> Task instructions: All lines from the opening of the data to the line containing "Objective: locate each instance of the window" must be returned unchanged, and only those lines.

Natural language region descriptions
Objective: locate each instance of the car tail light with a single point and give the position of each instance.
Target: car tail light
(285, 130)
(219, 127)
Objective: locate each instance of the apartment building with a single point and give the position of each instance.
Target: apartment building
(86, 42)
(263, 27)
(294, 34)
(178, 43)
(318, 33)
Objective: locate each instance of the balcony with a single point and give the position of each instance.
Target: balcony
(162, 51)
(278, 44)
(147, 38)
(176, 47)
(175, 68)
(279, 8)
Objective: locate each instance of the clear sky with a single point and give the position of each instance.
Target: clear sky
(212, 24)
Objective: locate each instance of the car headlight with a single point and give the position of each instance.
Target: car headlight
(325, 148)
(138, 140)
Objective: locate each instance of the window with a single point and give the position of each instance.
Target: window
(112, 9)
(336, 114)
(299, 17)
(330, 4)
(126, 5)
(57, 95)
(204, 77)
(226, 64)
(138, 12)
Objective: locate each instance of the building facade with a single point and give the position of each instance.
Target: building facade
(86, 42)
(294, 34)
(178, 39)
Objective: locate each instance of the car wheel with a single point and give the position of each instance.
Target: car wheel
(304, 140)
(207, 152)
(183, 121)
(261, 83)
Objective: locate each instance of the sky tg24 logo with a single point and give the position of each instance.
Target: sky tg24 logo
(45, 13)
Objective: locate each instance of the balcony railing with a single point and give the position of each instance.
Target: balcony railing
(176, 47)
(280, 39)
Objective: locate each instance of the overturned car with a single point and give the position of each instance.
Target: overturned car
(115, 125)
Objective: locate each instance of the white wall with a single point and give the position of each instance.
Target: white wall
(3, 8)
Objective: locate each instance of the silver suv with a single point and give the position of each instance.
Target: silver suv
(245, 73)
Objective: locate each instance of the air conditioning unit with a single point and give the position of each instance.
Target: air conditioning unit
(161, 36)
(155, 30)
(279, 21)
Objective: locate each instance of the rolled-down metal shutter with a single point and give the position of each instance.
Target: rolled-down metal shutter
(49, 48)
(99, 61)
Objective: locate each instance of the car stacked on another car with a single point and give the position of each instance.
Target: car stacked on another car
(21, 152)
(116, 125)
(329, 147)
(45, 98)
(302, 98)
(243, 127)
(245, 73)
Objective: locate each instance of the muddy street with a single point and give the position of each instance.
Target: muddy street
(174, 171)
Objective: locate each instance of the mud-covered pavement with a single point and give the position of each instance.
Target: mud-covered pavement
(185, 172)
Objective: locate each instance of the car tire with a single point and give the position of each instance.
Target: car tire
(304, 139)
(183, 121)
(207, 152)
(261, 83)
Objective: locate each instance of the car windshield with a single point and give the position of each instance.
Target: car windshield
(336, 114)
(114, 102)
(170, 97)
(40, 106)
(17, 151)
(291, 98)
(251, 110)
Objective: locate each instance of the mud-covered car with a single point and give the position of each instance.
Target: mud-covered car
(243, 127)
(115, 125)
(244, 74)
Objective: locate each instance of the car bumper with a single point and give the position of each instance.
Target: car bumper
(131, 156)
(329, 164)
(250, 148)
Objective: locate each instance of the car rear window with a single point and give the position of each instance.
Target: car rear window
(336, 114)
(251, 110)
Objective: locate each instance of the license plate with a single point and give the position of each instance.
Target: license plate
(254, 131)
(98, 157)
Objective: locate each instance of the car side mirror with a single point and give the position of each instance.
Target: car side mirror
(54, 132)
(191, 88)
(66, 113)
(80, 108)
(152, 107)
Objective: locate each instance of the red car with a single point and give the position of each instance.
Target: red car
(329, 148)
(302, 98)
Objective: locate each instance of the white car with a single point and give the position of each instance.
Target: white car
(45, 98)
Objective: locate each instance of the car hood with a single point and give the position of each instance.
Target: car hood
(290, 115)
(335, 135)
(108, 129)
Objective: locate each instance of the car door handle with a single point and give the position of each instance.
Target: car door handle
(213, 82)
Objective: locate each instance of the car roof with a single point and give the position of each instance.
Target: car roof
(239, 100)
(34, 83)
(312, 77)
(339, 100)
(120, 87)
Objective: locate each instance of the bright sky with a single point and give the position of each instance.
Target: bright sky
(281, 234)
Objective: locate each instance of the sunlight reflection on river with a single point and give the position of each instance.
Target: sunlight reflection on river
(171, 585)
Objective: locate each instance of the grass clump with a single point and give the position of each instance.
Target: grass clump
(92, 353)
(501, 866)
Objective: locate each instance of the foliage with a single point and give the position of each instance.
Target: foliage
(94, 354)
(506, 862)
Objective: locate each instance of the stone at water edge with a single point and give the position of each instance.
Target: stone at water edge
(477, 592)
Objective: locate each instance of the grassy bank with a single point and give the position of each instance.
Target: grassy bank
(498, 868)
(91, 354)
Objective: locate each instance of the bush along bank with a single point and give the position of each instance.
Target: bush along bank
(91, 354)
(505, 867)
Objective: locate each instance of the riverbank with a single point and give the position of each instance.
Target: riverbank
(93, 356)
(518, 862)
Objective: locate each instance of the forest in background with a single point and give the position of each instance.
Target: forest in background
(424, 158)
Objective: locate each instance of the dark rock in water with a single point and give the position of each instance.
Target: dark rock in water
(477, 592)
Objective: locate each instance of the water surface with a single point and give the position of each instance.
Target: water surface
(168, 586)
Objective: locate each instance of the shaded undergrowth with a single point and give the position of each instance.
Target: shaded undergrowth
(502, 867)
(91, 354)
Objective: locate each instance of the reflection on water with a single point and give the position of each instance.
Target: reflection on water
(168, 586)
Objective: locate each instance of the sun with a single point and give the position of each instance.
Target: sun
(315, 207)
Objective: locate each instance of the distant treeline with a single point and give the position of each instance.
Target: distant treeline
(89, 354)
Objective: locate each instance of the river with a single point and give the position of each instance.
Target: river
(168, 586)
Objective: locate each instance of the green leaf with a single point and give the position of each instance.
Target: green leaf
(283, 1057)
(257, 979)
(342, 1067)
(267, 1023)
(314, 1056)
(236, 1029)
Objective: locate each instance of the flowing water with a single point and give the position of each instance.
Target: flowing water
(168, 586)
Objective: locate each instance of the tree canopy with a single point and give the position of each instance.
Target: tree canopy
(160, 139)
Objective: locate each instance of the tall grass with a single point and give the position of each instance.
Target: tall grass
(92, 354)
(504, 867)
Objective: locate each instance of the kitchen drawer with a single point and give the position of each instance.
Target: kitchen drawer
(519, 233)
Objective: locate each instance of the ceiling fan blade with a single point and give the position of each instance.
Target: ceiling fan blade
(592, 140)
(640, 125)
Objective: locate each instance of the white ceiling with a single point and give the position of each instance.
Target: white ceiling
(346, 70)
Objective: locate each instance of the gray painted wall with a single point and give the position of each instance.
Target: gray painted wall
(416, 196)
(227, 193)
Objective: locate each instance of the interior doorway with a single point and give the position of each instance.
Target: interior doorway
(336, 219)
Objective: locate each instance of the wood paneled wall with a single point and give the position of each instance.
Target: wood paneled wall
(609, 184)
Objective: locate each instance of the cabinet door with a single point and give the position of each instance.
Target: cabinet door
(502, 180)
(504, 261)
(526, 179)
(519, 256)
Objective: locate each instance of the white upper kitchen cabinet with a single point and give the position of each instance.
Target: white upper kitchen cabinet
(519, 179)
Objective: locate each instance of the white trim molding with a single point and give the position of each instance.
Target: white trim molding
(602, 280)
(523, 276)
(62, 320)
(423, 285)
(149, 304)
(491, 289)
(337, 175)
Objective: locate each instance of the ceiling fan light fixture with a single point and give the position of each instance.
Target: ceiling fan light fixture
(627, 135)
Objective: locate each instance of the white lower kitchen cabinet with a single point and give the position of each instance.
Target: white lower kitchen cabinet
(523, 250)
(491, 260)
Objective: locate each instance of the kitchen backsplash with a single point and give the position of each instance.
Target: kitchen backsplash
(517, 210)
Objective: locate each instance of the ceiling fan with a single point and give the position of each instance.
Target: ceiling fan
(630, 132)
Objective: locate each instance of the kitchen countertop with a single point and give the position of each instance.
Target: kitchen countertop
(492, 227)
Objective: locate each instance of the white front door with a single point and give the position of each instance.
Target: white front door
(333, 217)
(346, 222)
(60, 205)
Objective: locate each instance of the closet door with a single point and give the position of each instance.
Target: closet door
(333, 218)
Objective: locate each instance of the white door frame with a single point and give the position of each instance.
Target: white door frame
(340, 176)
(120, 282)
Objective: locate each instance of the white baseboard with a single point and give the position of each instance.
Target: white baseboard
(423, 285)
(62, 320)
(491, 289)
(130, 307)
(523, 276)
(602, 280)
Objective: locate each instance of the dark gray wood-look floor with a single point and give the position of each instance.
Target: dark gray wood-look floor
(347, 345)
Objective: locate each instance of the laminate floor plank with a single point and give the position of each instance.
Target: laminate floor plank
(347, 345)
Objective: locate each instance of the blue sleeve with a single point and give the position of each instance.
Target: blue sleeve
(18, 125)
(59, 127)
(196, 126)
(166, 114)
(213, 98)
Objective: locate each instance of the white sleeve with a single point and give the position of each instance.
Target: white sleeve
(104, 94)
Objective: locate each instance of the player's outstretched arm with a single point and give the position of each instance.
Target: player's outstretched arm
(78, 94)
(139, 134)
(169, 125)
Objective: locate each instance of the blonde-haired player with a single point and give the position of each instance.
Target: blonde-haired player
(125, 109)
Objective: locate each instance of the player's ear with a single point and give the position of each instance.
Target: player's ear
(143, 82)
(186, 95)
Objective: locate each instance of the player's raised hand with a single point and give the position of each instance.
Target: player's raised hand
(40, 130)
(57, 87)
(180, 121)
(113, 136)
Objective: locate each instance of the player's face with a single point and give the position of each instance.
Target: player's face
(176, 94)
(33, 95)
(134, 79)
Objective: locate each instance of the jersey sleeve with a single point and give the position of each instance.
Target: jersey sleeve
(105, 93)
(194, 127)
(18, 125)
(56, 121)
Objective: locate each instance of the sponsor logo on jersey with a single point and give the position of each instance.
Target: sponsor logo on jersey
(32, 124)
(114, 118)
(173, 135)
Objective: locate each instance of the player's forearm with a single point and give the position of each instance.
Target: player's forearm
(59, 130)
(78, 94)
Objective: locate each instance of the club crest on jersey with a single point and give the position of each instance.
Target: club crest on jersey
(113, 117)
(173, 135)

> Response:
Objective: locate each instance of the car tail light with a single point and give the position of each instance.
Target: car tail light
(285, 130)
(219, 127)
Objective: locate each instance of the apartment building with a single point and give the position of each instance.
Target: apartment building
(86, 42)
(263, 27)
(294, 34)
(178, 43)
(318, 33)
Objective: locate each instance of the balcony with a single point and give the position of each instance.
Target: balcony
(162, 51)
(278, 44)
(147, 38)
(176, 47)
(175, 68)
(279, 8)
Objective: locate each instance of the clear sky with a single point and give the position of each instance.
Target: clear sky
(212, 24)
Objective: locate each instance of the car headlight with a single point and give the position of each instance.
Target: car headlight
(325, 148)
(138, 140)
Objective: locate each instance of the window with a single point and give the position of each instance.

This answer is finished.